═════ Text under study

FDA Committee Member Admits He Doesn’t Know If The Vaccine Is Safe For Kids But Approves It Anyway
At a meeting of the Food and Drug Administration’s Vaccines and Related Biological Products Advisory Committee, a voting member admitted he wasn’t sure about the COVID shot’s long-term risk to children despite the committee voting to recommend the Pfizer vaccine for kids ages 5-11.
The committee considered a voting question that read, “Based on the totality of scientific evidence available, do the benefits of the Pfizer-BioNTech COVID-19 Vaccine when administered as a 2-dose series … outweigh its risks for use in children 5-11 years of age?”
While considering the question, one member openly admitted they couldn’t be certain the vaccine is safe while advocating for children to be injected with it, saying, “We’re never going to learn about how safe the vaccine is until we start giving it.”
With one member abstaining, the advisory committee voted 17-0 on Tuesday to recommend the Pfizer-BioNTech COVID-19 shot for emergency use authorization for children aged 5-11. The FDA is set to make a final ruling in the coming days. Should the FDA approve the vaccine for that age group, children in California will be forced to get the shot in order to attend school.
But while the potential long-term risk of administering the shot to children remains unknown, the FDA has argued that “the benefits of the Pfizer-BioNTech COVID-19 Vaccine 2-dose primary series clearly outweigh the risks for ages 5-11 years.”
Of the more than 730,000 reported coronavirus deaths in the United States, only 138 of them were children aged 5-11, according to data from the Centers for Disease Control and Prevention.
Meanwhile, the CDC has admitted that mRNA vaccinations such as the Pfizer-BioNTech shot can pose serious health risks to young adults and especially male adolescents, who are susceptible to developing myocarditis.
While those who have not yet received the shot have come under intense scrutiny and been ruthlessly mocked and maligned by the corporate media, this admission from an FDA committee member does little to assuage the fears of parents who remain concerned about the shot’s unknown long-term effects on their healthy children.

══════════

▸ **Problem statement**: Please transcribe the article on the FDA committee vote between "Meanwhile, the CDC" and "to developing myocarditis.", inclusive.

═════ Supplied material

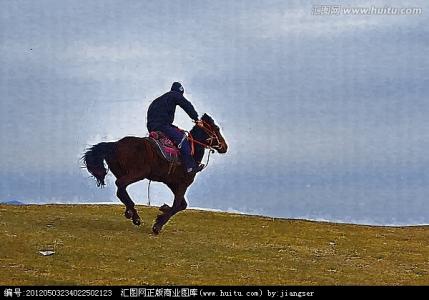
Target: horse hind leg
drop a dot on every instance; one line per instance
(122, 194)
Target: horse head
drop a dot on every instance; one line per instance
(209, 134)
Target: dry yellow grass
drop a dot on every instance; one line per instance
(96, 245)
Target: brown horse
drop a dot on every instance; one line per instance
(132, 159)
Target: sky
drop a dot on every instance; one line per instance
(325, 115)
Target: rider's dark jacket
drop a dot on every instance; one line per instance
(161, 110)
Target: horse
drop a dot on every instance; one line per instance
(132, 159)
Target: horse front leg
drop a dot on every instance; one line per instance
(167, 212)
(122, 194)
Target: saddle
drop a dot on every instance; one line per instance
(165, 147)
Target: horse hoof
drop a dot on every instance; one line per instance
(164, 208)
(128, 214)
(136, 222)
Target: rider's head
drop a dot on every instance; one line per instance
(177, 87)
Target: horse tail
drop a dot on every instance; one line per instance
(93, 160)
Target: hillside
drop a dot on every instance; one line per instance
(96, 245)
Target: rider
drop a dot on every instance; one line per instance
(160, 117)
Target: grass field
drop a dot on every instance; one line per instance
(96, 245)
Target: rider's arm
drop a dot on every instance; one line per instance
(187, 107)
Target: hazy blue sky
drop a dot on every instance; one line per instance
(326, 116)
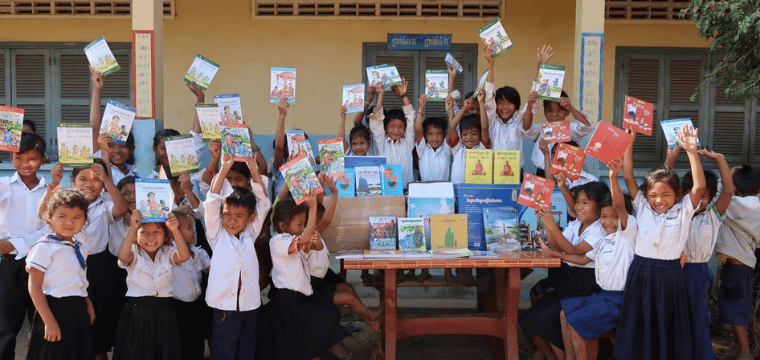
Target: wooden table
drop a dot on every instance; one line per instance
(497, 314)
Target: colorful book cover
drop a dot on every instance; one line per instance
(393, 182)
(382, 233)
(236, 141)
(448, 231)
(556, 131)
(506, 166)
(478, 166)
(411, 234)
(608, 142)
(331, 156)
(117, 121)
(536, 192)
(201, 72)
(210, 117)
(346, 183)
(386, 74)
(569, 159)
(501, 228)
(154, 198)
(672, 130)
(452, 61)
(494, 35)
(182, 155)
(550, 78)
(353, 98)
(436, 84)
(300, 177)
(100, 56)
(229, 108)
(368, 181)
(282, 85)
(11, 123)
(75, 144)
(638, 115)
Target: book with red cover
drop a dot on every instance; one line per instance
(638, 115)
(608, 142)
(536, 192)
(569, 159)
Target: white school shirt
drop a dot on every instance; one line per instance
(64, 276)
(234, 257)
(395, 151)
(662, 236)
(146, 277)
(457, 163)
(289, 271)
(593, 235)
(435, 164)
(19, 222)
(186, 277)
(614, 257)
(703, 233)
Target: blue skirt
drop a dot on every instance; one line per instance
(594, 315)
(699, 281)
(655, 313)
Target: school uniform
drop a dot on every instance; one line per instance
(297, 323)
(395, 151)
(655, 304)
(148, 323)
(65, 288)
(233, 292)
(20, 225)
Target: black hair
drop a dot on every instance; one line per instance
(747, 180)
(32, 142)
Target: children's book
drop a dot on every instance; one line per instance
(502, 228)
(368, 181)
(100, 57)
(569, 159)
(478, 166)
(448, 231)
(392, 181)
(411, 234)
(331, 156)
(638, 115)
(300, 177)
(117, 121)
(353, 98)
(452, 61)
(536, 192)
(608, 142)
(11, 123)
(75, 144)
(436, 84)
(494, 35)
(229, 108)
(236, 142)
(672, 130)
(556, 131)
(382, 233)
(550, 78)
(282, 85)
(506, 166)
(182, 155)
(210, 117)
(201, 72)
(154, 198)
(386, 74)
(346, 183)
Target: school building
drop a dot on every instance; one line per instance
(610, 49)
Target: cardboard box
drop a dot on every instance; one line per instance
(349, 229)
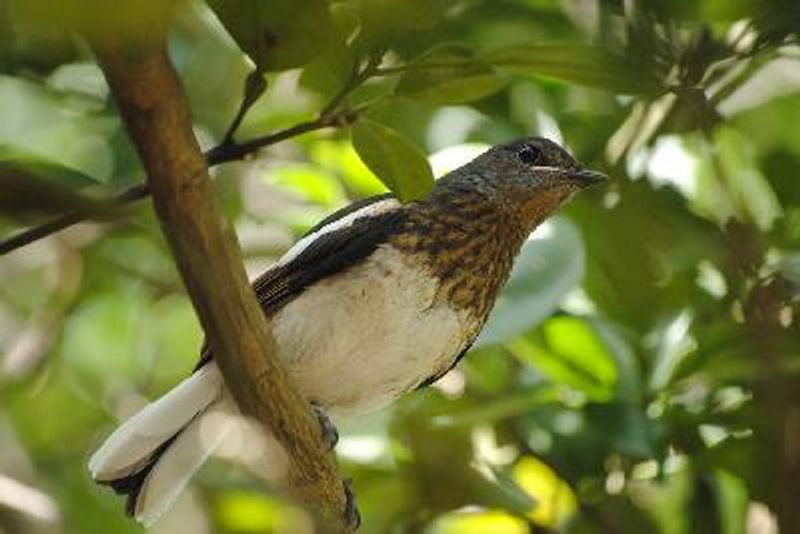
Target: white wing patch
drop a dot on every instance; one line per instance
(371, 209)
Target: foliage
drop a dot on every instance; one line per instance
(640, 373)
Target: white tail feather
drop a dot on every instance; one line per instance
(170, 474)
(133, 443)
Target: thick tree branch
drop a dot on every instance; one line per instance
(157, 117)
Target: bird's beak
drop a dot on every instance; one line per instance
(586, 177)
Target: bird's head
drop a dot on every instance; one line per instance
(529, 177)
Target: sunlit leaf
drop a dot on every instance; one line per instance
(580, 64)
(33, 186)
(554, 499)
(383, 20)
(550, 264)
(470, 522)
(429, 78)
(308, 181)
(278, 34)
(394, 160)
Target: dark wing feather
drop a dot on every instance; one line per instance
(331, 253)
(439, 374)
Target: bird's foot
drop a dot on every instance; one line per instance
(330, 436)
(351, 514)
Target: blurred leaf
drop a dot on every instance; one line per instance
(550, 265)
(35, 187)
(243, 511)
(329, 71)
(732, 497)
(426, 78)
(341, 159)
(573, 355)
(554, 499)
(308, 180)
(383, 20)
(471, 522)
(395, 161)
(279, 34)
(580, 64)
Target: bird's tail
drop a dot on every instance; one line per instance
(152, 456)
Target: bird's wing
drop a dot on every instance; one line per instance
(338, 242)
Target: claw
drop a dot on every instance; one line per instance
(330, 436)
(351, 514)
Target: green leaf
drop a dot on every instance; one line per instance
(394, 160)
(550, 264)
(573, 355)
(279, 34)
(429, 78)
(330, 70)
(383, 20)
(35, 186)
(580, 64)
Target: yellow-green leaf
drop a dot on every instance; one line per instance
(449, 74)
(580, 64)
(394, 160)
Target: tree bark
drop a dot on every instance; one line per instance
(155, 111)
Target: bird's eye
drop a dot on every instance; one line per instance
(529, 155)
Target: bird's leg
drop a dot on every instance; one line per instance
(351, 514)
(330, 436)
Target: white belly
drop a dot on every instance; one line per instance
(355, 342)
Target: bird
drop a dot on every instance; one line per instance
(379, 299)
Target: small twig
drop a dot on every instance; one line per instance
(254, 87)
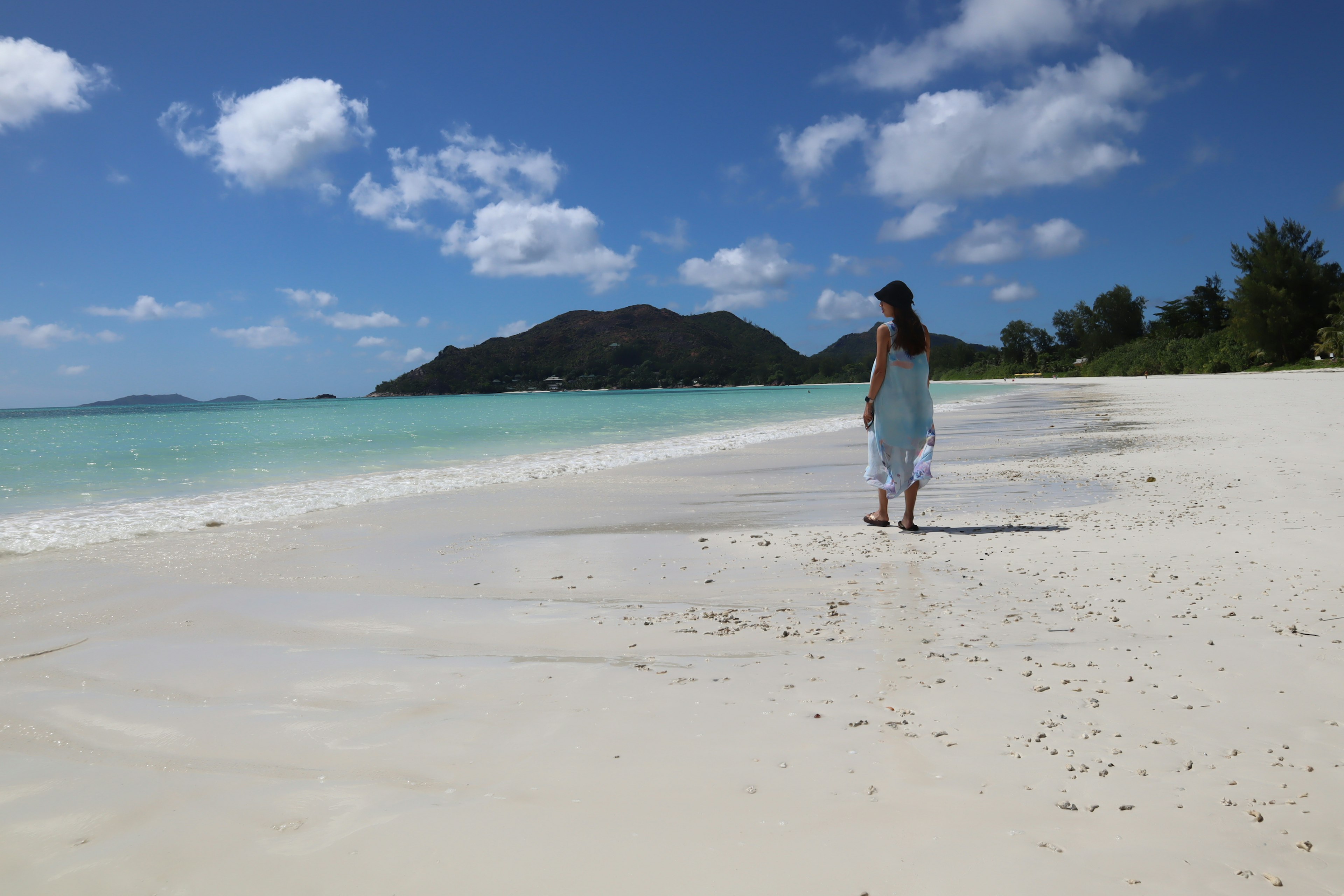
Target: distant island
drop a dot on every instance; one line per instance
(646, 347)
(166, 399)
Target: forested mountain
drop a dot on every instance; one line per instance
(636, 347)
(646, 347)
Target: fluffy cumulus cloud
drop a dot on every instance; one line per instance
(923, 221)
(22, 331)
(859, 266)
(273, 335)
(35, 80)
(538, 240)
(465, 174)
(748, 276)
(148, 309)
(674, 241)
(992, 31)
(990, 242)
(848, 306)
(514, 229)
(1058, 130)
(275, 138)
(812, 152)
(312, 301)
(1013, 292)
(1064, 127)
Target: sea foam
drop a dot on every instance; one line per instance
(112, 522)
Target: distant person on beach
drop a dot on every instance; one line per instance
(898, 410)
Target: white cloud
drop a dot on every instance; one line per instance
(275, 138)
(148, 309)
(1057, 237)
(987, 242)
(314, 300)
(310, 299)
(1014, 292)
(35, 78)
(745, 277)
(923, 221)
(48, 335)
(990, 242)
(515, 236)
(848, 306)
(1058, 130)
(967, 280)
(812, 152)
(859, 266)
(275, 335)
(992, 31)
(465, 174)
(674, 241)
(341, 320)
(538, 240)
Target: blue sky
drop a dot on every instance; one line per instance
(289, 199)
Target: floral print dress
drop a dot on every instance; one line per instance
(902, 436)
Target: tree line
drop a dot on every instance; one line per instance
(1287, 306)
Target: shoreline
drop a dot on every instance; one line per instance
(86, 524)
(706, 668)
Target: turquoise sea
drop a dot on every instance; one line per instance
(81, 476)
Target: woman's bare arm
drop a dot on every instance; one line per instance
(880, 373)
(929, 355)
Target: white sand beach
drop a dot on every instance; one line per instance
(1111, 663)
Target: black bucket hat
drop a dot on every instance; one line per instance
(896, 295)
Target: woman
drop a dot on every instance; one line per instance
(898, 410)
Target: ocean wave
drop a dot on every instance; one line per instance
(69, 528)
(45, 530)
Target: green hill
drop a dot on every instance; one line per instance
(636, 347)
(850, 358)
(646, 347)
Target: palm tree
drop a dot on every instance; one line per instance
(1332, 336)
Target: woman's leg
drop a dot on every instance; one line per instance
(910, 503)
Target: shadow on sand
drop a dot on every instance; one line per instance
(984, 530)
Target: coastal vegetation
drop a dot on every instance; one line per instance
(1287, 309)
(646, 347)
(1287, 304)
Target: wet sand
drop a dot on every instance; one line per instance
(706, 675)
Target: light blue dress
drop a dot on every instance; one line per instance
(901, 440)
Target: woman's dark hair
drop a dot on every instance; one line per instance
(909, 327)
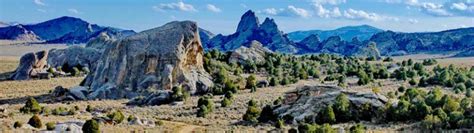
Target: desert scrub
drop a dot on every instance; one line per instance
(116, 116)
(252, 112)
(91, 126)
(35, 121)
(50, 126)
(31, 106)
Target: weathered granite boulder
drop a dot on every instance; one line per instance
(308, 101)
(30, 65)
(152, 60)
(254, 52)
(33, 64)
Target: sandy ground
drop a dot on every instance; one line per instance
(178, 118)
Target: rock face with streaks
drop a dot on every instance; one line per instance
(150, 61)
(31, 64)
(306, 102)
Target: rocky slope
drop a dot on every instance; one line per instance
(250, 29)
(393, 43)
(254, 51)
(151, 61)
(305, 103)
(362, 32)
(60, 30)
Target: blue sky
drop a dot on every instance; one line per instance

══════════

▸ **Answer to this problem**:
Meanwhile, the CDC has admitted that mRNA vaccinations such as the Pfizer-BioNTech shot can pose serious health risks to young adults and especially male adolescents, who are susceptible to developing myocarditis.